** START OF Material to process **

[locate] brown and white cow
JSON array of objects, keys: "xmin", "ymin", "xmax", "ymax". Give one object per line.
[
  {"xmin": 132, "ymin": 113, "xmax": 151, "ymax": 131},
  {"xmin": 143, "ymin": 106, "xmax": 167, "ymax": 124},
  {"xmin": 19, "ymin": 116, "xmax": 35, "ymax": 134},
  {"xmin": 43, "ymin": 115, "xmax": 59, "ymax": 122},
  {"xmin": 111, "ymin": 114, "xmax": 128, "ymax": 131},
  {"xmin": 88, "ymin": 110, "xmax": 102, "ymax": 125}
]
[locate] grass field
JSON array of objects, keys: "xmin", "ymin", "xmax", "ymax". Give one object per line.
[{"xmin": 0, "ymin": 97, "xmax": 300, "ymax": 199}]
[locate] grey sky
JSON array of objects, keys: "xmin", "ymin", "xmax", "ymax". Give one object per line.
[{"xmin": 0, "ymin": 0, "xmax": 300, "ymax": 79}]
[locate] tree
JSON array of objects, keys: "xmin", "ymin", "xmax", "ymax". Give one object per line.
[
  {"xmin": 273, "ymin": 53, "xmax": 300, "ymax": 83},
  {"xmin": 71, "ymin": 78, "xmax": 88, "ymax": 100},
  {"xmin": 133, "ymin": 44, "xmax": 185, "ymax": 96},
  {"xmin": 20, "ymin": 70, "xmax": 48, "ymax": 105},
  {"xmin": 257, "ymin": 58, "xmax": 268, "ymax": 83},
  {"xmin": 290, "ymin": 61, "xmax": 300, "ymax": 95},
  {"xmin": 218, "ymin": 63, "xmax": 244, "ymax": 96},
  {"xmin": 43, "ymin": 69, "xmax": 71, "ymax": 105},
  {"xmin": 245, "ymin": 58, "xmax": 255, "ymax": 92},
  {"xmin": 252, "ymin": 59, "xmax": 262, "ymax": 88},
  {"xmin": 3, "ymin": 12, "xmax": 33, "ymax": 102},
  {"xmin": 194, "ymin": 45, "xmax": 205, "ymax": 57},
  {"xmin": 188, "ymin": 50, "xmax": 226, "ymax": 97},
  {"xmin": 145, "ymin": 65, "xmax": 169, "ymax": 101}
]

** END OF Material to process **

Pull out every item above and reproduce each one line for line, leaving every character unchanged.

[locate] brown and white cow
JSON array of objects, keys: "xmin", "ymin", "xmax", "ymax". Give one object per line.
[
  {"xmin": 132, "ymin": 113, "xmax": 151, "ymax": 131},
  {"xmin": 143, "ymin": 106, "xmax": 167, "ymax": 124},
  {"xmin": 19, "ymin": 116, "xmax": 35, "ymax": 134},
  {"xmin": 43, "ymin": 115, "xmax": 59, "ymax": 122},
  {"xmin": 111, "ymin": 114, "xmax": 128, "ymax": 131},
  {"xmin": 88, "ymin": 110, "xmax": 102, "ymax": 125}
]
[locate] grass field
JSON array of objects, keys: "xmin", "ymin", "xmax", "ymax". Give one object per line.
[{"xmin": 0, "ymin": 97, "xmax": 300, "ymax": 199}]
[locate] grey sky
JSON array of objects, keys: "xmin", "ymin", "xmax", "ymax". Give one object per line.
[{"xmin": 0, "ymin": 0, "xmax": 300, "ymax": 79}]
[locate] tree
JSON array of objects, keys: "xmin", "ymin", "xmax", "ymax". Give one object per line.
[
  {"xmin": 273, "ymin": 53, "xmax": 300, "ymax": 83},
  {"xmin": 71, "ymin": 78, "xmax": 88, "ymax": 100},
  {"xmin": 133, "ymin": 44, "xmax": 185, "ymax": 96},
  {"xmin": 20, "ymin": 70, "xmax": 48, "ymax": 105},
  {"xmin": 257, "ymin": 58, "xmax": 268, "ymax": 83},
  {"xmin": 290, "ymin": 61, "xmax": 300, "ymax": 95},
  {"xmin": 218, "ymin": 63, "xmax": 244, "ymax": 96},
  {"xmin": 43, "ymin": 69, "xmax": 71, "ymax": 105},
  {"xmin": 245, "ymin": 58, "xmax": 255, "ymax": 92},
  {"xmin": 252, "ymin": 59, "xmax": 262, "ymax": 88},
  {"xmin": 3, "ymin": 12, "xmax": 33, "ymax": 102},
  {"xmin": 194, "ymin": 45, "xmax": 205, "ymax": 57},
  {"xmin": 188, "ymin": 50, "xmax": 226, "ymax": 97},
  {"xmin": 145, "ymin": 65, "xmax": 169, "ymax": 101}
]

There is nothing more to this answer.